## START

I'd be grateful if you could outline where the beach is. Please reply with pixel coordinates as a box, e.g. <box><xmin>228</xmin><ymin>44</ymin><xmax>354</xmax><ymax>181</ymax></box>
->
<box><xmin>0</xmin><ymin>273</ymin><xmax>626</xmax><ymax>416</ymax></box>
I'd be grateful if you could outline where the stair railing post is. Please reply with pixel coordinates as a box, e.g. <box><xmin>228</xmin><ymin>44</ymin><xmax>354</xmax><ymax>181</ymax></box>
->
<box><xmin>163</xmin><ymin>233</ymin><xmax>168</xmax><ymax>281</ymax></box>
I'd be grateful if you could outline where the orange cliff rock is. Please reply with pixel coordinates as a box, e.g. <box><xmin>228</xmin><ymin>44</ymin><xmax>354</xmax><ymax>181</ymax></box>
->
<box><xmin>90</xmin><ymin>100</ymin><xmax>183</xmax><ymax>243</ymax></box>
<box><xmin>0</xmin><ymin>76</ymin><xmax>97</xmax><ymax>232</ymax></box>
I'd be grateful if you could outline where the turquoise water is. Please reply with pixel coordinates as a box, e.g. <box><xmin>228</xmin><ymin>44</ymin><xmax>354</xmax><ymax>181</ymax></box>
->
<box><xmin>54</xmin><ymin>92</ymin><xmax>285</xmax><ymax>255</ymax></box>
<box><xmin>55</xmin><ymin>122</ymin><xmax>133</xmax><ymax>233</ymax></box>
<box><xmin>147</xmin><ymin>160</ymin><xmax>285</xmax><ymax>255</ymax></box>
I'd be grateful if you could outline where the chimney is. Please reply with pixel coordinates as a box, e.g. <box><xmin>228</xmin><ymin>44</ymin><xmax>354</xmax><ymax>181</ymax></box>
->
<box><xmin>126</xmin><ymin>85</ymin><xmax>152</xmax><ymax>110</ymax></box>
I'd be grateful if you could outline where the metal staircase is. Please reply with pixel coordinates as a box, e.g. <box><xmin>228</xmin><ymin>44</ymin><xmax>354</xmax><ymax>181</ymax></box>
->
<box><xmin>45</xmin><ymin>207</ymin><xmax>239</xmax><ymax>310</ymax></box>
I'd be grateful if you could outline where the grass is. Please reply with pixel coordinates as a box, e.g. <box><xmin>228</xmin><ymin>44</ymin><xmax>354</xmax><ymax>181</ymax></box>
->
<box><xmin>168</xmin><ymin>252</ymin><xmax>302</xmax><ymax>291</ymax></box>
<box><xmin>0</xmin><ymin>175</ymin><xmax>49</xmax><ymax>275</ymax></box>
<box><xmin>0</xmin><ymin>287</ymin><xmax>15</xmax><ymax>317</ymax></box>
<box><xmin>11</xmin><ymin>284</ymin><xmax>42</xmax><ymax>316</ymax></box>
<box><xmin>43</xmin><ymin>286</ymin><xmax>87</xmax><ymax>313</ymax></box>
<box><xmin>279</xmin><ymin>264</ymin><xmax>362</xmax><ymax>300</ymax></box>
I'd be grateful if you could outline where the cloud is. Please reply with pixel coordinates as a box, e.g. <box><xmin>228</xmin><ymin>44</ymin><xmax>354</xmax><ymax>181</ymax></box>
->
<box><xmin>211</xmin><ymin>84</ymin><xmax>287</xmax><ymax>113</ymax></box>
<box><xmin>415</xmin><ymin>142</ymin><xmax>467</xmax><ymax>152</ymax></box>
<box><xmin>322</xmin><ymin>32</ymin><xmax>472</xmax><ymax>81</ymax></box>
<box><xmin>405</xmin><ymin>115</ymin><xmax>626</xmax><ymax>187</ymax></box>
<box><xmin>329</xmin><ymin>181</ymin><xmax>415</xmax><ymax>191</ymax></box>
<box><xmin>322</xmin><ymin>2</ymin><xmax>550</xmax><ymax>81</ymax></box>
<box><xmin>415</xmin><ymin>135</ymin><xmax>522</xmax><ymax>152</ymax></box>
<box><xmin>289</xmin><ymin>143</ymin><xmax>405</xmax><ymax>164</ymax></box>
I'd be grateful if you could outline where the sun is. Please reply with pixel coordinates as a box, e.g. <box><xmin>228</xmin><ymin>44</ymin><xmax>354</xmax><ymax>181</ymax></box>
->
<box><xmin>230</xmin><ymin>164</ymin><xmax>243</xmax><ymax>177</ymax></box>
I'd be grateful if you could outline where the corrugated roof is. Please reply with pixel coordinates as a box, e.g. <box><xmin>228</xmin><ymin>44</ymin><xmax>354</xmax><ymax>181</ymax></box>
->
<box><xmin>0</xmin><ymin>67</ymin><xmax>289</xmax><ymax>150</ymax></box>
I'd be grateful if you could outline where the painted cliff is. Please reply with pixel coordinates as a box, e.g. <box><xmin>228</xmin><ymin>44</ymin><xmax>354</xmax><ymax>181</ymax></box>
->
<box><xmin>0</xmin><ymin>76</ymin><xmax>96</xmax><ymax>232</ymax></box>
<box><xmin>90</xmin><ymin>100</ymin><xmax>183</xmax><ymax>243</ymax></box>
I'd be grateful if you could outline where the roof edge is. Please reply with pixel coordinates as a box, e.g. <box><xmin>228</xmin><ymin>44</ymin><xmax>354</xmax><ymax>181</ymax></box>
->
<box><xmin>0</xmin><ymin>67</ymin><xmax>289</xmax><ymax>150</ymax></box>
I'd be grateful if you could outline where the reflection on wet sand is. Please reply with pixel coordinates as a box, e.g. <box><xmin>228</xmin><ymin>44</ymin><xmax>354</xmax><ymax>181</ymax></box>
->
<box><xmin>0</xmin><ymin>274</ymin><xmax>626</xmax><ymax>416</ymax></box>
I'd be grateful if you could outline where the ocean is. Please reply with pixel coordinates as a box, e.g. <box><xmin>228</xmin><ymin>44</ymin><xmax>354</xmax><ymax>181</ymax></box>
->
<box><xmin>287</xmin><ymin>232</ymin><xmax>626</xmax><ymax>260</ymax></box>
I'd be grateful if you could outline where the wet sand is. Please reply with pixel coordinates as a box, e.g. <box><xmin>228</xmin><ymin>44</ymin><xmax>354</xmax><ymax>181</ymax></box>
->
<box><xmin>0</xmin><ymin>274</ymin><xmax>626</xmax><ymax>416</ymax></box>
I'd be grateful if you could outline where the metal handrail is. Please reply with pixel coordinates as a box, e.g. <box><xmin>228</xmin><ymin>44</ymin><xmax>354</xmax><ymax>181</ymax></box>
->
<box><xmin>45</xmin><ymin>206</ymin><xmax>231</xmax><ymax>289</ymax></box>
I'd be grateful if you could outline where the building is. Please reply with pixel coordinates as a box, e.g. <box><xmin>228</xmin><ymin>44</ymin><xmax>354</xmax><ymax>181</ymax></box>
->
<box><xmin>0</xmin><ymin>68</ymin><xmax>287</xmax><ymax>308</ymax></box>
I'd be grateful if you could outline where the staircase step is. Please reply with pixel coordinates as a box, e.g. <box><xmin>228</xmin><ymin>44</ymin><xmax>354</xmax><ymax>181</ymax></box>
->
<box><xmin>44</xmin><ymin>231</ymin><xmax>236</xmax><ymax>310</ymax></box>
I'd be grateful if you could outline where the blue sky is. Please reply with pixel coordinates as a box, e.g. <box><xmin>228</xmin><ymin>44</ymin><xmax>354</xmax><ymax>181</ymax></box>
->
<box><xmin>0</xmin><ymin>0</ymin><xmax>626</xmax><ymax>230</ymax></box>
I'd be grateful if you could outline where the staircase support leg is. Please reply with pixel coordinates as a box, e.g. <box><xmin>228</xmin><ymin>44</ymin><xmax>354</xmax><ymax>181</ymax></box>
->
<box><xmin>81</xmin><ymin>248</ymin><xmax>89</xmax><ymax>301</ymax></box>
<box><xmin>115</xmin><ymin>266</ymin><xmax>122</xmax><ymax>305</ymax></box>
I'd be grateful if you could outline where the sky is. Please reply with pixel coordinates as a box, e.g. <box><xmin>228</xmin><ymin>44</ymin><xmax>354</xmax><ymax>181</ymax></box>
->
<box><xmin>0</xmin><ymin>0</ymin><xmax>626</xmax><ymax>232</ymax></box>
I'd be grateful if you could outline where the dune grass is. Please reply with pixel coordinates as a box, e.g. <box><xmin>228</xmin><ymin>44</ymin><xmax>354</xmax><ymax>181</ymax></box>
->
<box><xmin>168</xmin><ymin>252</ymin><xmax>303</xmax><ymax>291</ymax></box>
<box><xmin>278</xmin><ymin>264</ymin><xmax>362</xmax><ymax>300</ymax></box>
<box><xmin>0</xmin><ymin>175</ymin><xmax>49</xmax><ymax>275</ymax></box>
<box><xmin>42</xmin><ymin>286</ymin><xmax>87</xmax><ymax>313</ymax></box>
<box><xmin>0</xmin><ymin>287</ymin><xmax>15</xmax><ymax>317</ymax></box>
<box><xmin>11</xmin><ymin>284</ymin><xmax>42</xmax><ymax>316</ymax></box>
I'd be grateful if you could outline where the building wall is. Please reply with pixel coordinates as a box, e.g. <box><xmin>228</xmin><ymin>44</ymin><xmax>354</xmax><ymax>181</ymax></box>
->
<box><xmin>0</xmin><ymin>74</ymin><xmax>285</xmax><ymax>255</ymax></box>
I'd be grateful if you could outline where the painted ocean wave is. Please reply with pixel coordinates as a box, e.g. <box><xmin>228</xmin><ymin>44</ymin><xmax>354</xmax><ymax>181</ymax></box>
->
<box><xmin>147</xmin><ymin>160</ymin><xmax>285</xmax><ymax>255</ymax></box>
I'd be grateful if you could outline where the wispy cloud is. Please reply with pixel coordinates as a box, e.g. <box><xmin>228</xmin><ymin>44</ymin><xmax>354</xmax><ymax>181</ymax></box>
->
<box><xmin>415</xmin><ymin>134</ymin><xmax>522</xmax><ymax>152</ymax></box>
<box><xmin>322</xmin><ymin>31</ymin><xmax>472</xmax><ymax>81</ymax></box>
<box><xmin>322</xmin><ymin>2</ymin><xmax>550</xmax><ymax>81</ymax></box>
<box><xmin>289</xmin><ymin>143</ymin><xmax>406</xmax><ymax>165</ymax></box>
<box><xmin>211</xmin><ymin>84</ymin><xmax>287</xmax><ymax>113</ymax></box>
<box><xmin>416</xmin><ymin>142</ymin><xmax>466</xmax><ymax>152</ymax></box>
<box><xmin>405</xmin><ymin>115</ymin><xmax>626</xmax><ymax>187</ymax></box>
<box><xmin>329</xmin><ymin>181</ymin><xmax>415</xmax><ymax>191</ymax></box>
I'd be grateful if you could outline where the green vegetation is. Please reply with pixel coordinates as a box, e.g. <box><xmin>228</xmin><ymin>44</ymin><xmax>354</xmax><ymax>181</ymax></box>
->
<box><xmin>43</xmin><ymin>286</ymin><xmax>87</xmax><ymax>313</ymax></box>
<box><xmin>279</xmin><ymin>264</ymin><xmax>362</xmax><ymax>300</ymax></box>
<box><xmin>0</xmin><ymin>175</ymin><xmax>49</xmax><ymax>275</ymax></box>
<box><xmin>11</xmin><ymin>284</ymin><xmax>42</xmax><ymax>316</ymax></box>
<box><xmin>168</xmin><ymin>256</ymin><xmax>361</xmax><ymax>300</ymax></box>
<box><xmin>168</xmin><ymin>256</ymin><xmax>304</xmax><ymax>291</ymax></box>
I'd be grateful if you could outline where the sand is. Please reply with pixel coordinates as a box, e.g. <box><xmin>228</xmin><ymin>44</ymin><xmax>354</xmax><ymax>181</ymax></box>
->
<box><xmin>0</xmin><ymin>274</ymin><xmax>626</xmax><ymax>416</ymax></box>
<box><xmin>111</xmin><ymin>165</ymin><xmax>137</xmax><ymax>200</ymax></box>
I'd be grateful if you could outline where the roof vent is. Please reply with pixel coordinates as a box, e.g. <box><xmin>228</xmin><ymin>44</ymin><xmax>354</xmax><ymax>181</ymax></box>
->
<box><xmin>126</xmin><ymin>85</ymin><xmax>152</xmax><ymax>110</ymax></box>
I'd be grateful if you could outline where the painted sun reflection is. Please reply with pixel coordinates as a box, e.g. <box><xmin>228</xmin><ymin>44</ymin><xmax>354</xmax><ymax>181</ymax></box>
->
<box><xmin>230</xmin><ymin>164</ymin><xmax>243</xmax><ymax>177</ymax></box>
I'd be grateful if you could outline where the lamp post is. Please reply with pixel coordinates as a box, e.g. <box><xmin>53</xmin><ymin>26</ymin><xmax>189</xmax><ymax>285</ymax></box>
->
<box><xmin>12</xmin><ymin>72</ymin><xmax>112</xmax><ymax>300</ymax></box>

## END

What to produce:
The answer consists only of the lines from the one containing "I'd be grateful if you could outline where the roof vent" to the end of the records, each written out exactly.

Completed task:
I'd be grateful if you could outline where the roof vent is. Please reply with pixel coordinates as a box, e.g. <box><xmin>228</xmin><ymin>44</ymin><xmax>354</xmax><ymax>181</ymax></box>
->
<box><xmin>126</xmin><ymin>85</ymin><xmax>152</xmax><ymax>110</ymax></box>
I'd be grateful if you could outline where the painted sun reflection is. Please reply with pixel coordinates as a box, e.g. <box><xmin>228</xmin><ymin>44</ymin><xmax>354</xmax><ymax>181</ymax></box>
->
<box><xmin>230</xmin><ymin>164</ymin><xmax>243</xmax><ymax>177</ymax></box>
I'd be grateful if you could outline where the lamp post is. Please reply with pixel coordinates as a box, e.g. <box><xmin>53</xmin><ymin>26</ymin><xmax>189</xmax><ymax>285</ymax></box>
->
<box><xmin>12</xmin><ymin>72</ymin><xmax>112</xmax><ymax>300</ymax></box>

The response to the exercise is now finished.